* _What the exercise asks_
Pick out every line of the records below that contains the string "comma", and copy each such line in full. Matching is case-sensitive.

* _Supplied entries_
BEGIN
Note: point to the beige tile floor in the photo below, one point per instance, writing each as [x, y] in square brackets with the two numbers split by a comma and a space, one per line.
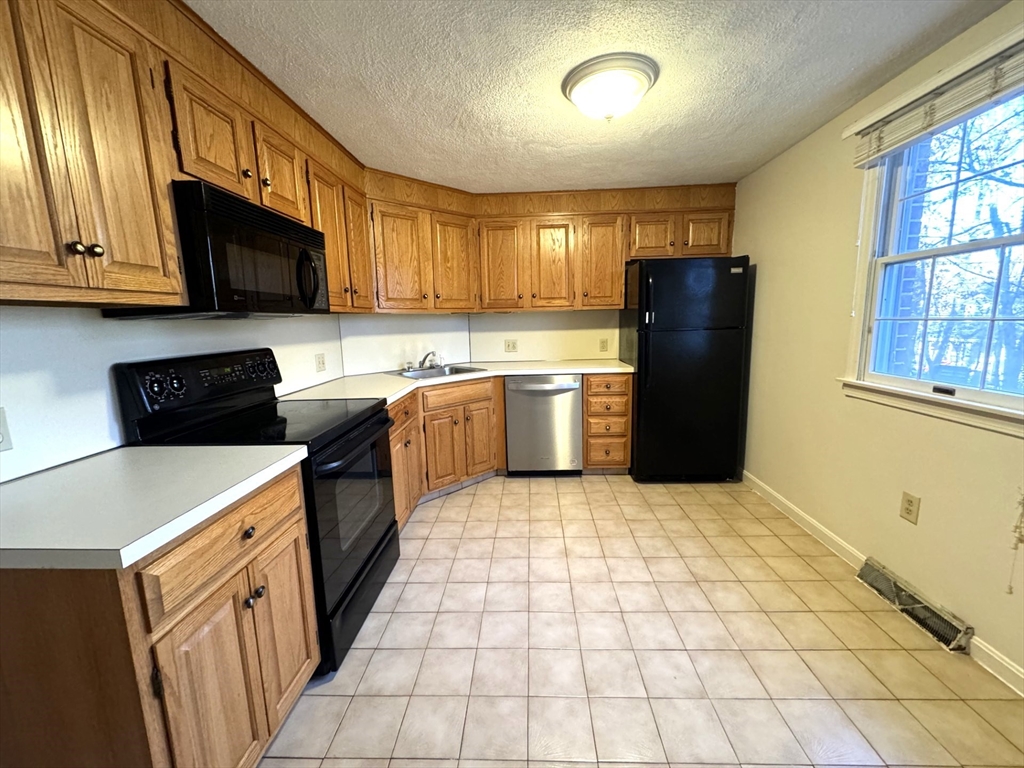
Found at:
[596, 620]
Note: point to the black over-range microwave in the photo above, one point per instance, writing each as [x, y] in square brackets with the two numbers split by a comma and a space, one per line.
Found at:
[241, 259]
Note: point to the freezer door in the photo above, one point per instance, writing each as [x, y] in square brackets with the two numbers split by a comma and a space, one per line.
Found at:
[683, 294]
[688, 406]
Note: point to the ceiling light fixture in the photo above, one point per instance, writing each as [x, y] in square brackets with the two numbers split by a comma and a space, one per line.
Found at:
END
BEGIN
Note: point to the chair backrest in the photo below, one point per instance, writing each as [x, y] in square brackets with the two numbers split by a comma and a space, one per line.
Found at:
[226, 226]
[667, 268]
END
BEGIN
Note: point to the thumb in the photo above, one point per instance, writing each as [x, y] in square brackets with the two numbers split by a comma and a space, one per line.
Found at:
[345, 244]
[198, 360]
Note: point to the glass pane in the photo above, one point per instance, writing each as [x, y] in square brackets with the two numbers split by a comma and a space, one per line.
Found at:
END
* _Response_
Note: point to the beige tile floor in the photo below, one point per instance, writing each as [x, y] in square brackets with the two numbers split by a comma and a space, one per line.
Note: point to the black over-range microwave in the photo above, one point per instance, writing each as [x, y] in square brackets with the two numbers split by a comma and a space, one per line.
Note: point to the freezer door in the photo above, one point per instance, writing each as [x, y] in square brackets with the two numbers split by a comma and a space, one per line.
Note: point to the ceiling light fixture in the photo above, one point per instance, writing each as [x, y] in square brackets with the two numbers split by a comma and a space, one per line.
Note: point to the chair backrest in the photo below, one point per instance, writing each as [x, y] in square brackets with the two numbers split by a comma and a space, one per line.
Note: point to the thumb in the photo above, one point per instance, writing each as [x, y] in square brackets with the two numbers split by a comma and a space, one per line.
Note: point to the glass pane in the photo above, one point per instance, writing each as [x, y] in square brackets with the two numbers split by a comma and a space, one per line.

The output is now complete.